# EXERCISE BRIEF
Pull out each line of the data below that contains the string "instance", matching case exactly.

# RECORDS SHOWN
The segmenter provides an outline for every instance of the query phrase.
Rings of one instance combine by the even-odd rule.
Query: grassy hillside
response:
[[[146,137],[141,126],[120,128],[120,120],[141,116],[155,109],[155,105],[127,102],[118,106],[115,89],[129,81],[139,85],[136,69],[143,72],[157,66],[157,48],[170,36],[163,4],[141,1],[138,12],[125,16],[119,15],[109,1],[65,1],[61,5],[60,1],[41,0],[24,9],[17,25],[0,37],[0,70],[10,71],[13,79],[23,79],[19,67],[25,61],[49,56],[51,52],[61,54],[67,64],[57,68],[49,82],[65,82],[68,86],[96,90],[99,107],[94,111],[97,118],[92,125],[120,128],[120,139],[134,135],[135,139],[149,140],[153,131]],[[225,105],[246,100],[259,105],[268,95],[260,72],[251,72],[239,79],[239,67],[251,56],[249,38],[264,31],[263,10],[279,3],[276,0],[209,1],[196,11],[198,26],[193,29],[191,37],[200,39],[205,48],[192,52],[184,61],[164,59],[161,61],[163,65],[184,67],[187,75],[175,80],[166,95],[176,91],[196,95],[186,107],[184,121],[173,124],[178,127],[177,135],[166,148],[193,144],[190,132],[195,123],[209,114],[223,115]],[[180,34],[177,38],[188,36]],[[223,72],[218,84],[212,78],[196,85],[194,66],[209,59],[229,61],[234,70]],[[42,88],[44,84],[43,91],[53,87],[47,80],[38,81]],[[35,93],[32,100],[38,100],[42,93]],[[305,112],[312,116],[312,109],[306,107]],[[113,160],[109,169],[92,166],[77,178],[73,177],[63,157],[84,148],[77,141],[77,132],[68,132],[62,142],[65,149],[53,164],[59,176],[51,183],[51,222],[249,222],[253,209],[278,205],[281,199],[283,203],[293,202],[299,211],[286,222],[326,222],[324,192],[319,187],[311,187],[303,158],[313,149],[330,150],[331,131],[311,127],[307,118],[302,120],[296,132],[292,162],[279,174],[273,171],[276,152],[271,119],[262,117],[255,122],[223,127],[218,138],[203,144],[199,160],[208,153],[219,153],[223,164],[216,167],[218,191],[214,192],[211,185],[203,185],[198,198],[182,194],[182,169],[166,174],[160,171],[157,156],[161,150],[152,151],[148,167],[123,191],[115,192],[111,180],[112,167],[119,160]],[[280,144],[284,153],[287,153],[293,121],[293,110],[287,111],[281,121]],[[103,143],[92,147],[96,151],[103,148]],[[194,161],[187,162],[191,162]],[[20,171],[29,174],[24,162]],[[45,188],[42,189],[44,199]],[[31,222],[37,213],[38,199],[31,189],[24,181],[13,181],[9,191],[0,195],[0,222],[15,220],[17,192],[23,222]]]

# COMPLETED TASK
The segmenter provides an outline for every instance of the query phrase.
Rings of one instance combine by the even-odd rule.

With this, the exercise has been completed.